All of the data below must be repeated exactly.

Source data

◆ ◆ ◆ ◆

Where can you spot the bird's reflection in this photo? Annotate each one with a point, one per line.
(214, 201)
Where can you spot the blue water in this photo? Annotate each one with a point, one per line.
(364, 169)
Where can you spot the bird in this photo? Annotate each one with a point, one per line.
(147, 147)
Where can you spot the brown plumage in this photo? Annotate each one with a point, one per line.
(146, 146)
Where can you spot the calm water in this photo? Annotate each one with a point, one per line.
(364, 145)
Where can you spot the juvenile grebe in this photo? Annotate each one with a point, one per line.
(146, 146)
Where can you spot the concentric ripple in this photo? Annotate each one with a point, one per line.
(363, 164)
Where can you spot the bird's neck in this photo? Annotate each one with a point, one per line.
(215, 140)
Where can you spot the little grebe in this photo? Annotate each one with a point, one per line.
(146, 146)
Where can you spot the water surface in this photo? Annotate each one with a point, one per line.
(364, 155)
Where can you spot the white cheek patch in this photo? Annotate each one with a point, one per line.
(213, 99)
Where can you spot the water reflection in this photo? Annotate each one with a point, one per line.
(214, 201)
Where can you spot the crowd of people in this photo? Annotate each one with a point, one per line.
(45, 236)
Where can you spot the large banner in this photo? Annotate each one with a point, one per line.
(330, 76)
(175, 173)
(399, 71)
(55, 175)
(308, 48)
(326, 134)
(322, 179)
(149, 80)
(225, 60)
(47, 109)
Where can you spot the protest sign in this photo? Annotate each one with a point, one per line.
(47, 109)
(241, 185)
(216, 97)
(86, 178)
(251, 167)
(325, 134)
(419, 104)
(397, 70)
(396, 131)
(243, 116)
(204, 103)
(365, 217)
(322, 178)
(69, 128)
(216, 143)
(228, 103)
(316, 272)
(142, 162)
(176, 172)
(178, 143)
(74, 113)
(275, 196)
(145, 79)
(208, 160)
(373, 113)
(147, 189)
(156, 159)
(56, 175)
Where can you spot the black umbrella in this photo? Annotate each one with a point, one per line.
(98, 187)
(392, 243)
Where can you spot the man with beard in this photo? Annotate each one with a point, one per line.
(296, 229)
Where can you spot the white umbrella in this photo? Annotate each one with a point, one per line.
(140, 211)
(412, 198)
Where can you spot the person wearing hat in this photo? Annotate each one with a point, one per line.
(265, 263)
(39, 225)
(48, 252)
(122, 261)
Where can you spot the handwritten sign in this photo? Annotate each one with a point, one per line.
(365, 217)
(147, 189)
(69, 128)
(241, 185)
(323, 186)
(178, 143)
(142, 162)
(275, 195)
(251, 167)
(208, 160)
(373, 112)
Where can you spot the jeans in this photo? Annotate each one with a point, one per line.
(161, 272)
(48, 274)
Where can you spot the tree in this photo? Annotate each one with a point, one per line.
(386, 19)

◆ ◆ ◆ ◆

> **CORRECT ANSWER**
Where can you spot the bird's reflection in this photo? Annotate each one with a point, one per line.
(214, 201)
Where can you spot the blue water in this photo? Annotate each one with a point, one per line.
(364, 169)
Where can you spot the bird in this photo? Annotate each one with a point, one per line.
(147, 147)
Where can you spot the brown plumage in this photo? Annotate each one with a point, one per line.
(146, 146)
Where can you spot the calm water in this photo? Annotate each one with a point, one per line.
(364, 145)
Where can you spot the juvenile grebe in this photo? Annotate each one with a point, one per line.
(146, 146)
Where can you spot the concentric ripple in this photo? Annotate each one with a point, one per line.
(363, 164)
Where can you spot the bird's neck in this photo? Annotate each one with a point, one per line.
(215, 140)
Where can you spot the little grebe in this photo? Annotate each one with a point, one per line.
(146, 146)
Where can you spot the water surface in this photo? Annotate each one with a point, one per line.
(364, 155)
Where can you spot the white cheek patch in this photo? Annotate each one with a point, one per line.
(213, 99)
Where can you spot the water reflection in this photo? Annotate each one with a point, one per line.
(214, 201)
Where can you spot the crowd of people in this photo? Annotate each one with a point, one per line.
(45, 236)
Where can you spot the large banner in this photo? Annotate each one with a point, one per line.
(330, 76)
(175, 173)
(399, 71)
(55, 175)
(308, 48)
(326, 134)
(322, 179)
(149, 80)
(225, 60)
(47, 109)
Where can you spot the protest sign in this photo? Annotate each one with a point, one per line.
(47, 109)
(241, 185)
(216, 97)
(86, 178)
(251, 167)
(325, 134)
(419, 104)
(397, 70)
(396, 131)
(243, 116)
(204, 103)
(365, 217)
(322, 178)
(69, 128)
(216, 143)
(228, 103)
(316, 272)
(142, 162)
(176, 172)
(178, 143)
(74, 113)
(275, 196)
(145, 79)
(208, 160)
(373, 113)
(147, 189)
(156, 159)
(56, 175)
Where can you spot the black umbrella in this photo? Annotate each one with a point, one per line.
(98, 187)
(392, 243)
Where can you spot the man with beard in this photo? Annotate each one with a point, one per line.
(296, 229)
Where can you spot the white umbrella in this photo? Annotate each one with a point, one per line.
(140, 211)
(412, 198)
Where can you spot the person wearing hat in this photo? Annotate each one with a point, one per line.
(265, 263)
(39, 225)
(48, 252)
(122, 261)
Where can you spot the handwritten sign in this photo? Annotate each one with a point, one per line.
(365, 217)
(147, 189)
(69, 128)
(241, 185)
(323, 186)
(178, 143)
(142, 162)
(275, 195)
(251, 167)
(208, 160)
(373, 112)
Where can you spot the jeans in this photo? Annotate each one with a point, one per line.
(161, 272)
(48, 274)
Where can you spot the tree in this photo? Annotate each one with a point, one per line.
(386, 19)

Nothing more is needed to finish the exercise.